DIRECTION →
Rewrite every line of the items from the line with "Where can the white cloud" up to and including the line with "<point>755,466</point>", shifting each coordinate in the answer points up by 94. Leave the sample points that come before each "Target:" line unchanged.

RECORDS FOR THIS EXERCISE →
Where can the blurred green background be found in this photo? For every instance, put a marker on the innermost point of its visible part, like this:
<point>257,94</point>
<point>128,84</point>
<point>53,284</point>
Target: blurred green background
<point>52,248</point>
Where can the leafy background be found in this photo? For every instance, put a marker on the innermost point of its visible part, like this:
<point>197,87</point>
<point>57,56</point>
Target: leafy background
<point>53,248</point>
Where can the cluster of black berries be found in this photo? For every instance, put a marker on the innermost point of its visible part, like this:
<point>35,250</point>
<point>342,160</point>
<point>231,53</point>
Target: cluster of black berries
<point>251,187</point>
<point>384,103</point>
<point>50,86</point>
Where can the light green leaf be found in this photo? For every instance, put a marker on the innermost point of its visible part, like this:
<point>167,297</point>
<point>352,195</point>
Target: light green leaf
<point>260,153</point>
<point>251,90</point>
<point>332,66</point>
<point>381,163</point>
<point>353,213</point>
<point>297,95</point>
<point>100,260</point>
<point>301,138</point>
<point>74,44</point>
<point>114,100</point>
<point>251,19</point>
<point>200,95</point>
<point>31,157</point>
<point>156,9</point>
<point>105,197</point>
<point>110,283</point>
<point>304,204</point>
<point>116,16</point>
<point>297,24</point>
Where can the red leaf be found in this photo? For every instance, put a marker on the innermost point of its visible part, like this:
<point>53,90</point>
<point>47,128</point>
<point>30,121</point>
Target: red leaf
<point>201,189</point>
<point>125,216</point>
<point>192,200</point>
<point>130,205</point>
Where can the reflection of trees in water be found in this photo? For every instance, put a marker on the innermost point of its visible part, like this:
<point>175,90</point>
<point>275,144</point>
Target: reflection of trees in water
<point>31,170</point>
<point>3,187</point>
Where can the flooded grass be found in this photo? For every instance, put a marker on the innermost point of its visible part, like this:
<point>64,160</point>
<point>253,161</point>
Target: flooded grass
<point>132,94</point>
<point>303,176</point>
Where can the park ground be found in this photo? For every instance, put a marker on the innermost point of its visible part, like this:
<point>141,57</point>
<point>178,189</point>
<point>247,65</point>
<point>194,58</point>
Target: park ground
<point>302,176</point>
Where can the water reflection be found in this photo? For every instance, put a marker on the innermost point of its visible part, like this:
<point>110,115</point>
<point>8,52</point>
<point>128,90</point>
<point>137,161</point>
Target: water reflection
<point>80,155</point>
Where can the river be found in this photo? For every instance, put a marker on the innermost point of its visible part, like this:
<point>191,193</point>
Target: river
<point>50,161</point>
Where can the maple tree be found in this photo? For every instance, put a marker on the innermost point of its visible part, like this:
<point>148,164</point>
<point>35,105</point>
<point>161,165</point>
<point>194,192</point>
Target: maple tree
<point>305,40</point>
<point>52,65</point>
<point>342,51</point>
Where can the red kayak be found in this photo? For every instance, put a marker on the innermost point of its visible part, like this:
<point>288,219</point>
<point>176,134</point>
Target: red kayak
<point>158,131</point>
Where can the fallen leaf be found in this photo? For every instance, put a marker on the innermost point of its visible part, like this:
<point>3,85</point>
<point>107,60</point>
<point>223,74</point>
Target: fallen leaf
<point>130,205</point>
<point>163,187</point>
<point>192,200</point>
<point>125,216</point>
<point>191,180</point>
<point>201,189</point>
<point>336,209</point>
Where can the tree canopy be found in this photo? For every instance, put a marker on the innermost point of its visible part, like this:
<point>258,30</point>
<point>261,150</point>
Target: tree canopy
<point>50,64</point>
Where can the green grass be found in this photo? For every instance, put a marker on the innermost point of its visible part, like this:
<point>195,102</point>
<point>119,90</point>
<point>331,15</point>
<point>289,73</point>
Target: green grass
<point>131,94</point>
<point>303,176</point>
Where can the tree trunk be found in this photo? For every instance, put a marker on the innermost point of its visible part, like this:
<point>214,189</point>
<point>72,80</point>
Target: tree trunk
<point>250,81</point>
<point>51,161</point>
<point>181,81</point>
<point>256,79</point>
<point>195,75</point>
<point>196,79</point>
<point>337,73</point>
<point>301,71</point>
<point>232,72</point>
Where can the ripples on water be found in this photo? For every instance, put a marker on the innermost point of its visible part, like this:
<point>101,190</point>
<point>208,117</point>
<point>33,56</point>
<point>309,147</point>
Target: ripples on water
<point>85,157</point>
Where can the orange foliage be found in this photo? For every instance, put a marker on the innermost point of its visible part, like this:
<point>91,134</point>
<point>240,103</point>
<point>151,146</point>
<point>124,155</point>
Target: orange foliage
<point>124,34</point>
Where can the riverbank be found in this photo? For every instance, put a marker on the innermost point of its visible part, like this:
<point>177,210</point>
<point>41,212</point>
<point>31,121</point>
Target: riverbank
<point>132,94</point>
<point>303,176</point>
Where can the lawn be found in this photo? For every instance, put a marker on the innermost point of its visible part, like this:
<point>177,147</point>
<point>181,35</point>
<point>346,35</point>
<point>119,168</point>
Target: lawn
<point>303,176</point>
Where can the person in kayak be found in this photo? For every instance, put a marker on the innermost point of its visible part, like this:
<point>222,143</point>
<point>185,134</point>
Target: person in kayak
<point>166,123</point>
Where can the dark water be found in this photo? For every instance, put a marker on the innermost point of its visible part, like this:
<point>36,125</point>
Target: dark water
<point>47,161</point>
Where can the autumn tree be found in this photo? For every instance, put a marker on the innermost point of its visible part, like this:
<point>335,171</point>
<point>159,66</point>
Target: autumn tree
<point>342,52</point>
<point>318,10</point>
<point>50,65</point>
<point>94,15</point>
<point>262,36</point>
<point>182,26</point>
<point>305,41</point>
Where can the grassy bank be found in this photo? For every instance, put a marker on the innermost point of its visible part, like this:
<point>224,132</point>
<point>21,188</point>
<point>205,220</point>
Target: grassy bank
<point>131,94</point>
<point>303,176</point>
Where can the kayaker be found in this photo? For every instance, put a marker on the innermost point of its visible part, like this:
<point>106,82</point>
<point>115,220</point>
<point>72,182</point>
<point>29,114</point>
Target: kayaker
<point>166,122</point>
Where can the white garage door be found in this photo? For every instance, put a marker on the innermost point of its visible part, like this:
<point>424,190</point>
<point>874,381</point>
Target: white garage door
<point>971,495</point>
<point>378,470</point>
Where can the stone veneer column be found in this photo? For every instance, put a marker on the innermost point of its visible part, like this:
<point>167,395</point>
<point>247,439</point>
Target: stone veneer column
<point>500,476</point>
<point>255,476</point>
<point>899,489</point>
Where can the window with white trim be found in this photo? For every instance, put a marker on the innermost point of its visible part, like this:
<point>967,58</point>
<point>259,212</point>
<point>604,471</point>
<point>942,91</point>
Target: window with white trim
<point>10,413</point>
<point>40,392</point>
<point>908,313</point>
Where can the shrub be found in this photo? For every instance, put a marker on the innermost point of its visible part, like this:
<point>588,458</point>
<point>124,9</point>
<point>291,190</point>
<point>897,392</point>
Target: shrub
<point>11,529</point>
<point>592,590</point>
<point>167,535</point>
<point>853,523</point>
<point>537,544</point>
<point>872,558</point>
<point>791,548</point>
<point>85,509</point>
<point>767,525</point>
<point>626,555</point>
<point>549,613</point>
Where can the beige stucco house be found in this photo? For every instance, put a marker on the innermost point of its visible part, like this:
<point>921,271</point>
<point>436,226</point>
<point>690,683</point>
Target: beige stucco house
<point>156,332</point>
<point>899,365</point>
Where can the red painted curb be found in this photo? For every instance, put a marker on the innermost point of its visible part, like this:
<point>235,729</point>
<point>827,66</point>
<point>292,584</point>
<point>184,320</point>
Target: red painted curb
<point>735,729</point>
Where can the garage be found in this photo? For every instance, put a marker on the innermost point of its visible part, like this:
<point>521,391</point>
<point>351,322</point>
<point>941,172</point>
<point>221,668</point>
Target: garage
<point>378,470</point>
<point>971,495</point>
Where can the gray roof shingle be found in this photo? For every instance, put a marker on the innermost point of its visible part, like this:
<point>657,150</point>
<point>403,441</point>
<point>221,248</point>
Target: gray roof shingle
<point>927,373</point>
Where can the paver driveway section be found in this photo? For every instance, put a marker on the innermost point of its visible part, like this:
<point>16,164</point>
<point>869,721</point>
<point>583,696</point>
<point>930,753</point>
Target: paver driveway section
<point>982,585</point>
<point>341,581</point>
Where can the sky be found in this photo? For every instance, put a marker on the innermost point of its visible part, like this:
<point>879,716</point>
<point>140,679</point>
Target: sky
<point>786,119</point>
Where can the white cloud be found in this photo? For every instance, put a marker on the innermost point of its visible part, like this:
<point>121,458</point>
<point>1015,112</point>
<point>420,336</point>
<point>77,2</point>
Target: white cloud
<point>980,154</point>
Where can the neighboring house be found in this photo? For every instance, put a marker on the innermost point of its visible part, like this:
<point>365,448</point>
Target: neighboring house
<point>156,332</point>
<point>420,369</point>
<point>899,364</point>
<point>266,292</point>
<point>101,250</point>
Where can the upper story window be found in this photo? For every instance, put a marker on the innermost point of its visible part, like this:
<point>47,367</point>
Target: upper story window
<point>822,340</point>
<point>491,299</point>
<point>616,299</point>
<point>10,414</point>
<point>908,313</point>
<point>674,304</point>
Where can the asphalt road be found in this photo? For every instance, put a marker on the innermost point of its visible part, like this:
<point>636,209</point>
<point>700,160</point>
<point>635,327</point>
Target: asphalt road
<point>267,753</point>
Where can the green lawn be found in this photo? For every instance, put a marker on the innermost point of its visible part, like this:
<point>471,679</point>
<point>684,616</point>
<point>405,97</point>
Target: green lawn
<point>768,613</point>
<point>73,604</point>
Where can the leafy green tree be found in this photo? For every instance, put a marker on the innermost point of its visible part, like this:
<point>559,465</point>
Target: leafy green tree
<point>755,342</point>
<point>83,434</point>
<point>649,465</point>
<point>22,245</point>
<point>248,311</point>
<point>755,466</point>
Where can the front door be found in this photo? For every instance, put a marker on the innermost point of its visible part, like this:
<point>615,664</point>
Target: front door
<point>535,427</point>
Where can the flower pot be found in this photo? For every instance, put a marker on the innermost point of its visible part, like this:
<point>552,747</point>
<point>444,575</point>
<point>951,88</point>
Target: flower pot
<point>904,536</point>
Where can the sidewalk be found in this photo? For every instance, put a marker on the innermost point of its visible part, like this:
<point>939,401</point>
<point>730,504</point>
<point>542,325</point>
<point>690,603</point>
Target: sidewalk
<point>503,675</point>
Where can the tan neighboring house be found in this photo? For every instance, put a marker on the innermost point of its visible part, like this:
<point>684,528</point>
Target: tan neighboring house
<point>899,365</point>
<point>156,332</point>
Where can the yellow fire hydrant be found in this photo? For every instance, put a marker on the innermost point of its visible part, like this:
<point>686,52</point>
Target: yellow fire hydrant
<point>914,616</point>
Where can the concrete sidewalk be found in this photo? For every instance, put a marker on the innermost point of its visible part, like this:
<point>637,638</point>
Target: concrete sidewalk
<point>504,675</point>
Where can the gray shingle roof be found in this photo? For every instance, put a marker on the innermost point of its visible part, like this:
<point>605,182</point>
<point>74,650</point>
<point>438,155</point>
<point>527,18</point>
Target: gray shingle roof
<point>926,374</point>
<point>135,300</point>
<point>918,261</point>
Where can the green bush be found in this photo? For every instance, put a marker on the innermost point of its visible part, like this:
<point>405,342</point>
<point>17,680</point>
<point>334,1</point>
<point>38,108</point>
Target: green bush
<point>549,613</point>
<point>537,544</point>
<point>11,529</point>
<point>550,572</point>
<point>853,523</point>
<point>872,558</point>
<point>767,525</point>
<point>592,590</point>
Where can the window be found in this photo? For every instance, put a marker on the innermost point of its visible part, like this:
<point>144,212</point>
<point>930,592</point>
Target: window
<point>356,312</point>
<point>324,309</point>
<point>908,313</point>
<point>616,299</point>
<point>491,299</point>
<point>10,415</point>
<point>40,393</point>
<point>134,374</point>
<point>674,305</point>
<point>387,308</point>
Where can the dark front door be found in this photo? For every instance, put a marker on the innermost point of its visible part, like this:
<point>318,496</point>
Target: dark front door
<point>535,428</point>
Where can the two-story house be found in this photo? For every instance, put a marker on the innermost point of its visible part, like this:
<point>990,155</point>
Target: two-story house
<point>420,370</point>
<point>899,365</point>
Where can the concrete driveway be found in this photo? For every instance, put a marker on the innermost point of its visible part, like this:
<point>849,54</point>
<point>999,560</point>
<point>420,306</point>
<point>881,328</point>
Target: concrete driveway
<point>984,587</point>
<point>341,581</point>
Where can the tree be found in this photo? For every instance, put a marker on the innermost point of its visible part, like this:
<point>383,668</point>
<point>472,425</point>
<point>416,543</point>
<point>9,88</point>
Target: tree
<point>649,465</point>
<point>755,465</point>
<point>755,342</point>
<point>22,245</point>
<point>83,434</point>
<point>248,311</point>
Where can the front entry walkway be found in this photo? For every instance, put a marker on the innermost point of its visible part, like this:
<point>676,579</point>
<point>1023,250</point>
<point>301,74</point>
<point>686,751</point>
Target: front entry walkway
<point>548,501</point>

FULL SOLUTION →
Where can the white cloud be found in this photo? For every instance, put a marker on the innermost point of its visible part, like this:
<point>121,458</point>
<point>1015,112</point>
<point>420,336</point>
<point>77,2</point>
Target: white cloud
<point>1074,248</point>
Where can the neighboring house be found in this photo? For every instance, put a marker on the innermost point of its visible part, like this:
<point>365,448</point>
Target: neighboring house
<point>250,426</point>
<point>514,463</point>
<point>993,458</point>
<point>360,386</point>
<point>195,344</point>
Where can the upper story window be found in this photo? For every instance, put a marker on the innermost point of its visible part, like this:
<point>47,367</point>
Target: upper story window
<point>916,434</point>
<point>585,393</point>
<point>710,393</point>
<point>104,508</point>
<point>1002,407</point>
<point>768,398</point>
Where can the asphalt road be found in this photo? For every instance, put a marker on the innermost point of its visible part, like this:
<point>636,209</point>
<point>700,160</point>
<point>635,327</point>
Target: asphalt road
<point>361,847</point>
Where can the green lawn be found in this photo? For every instance, put a marker on the innermost point of its visible part, like this:
<point>471,679</point>
<point>684,616</point>
<point>405,97</point>
Target: green lawn
<point>862,707</point>
<point>167,698</point>
Where can the leafy green tree be found in this photo? For every instance, put a marker on the innermost point of its visible part, like this:
<point>559,465</point>
Target: leafy green tree
<point>849,436</point>
<point>177,528</point>
<point>743,559</point>
<point>116,339</point>
<point>342,405</point>
<point>849,560</point>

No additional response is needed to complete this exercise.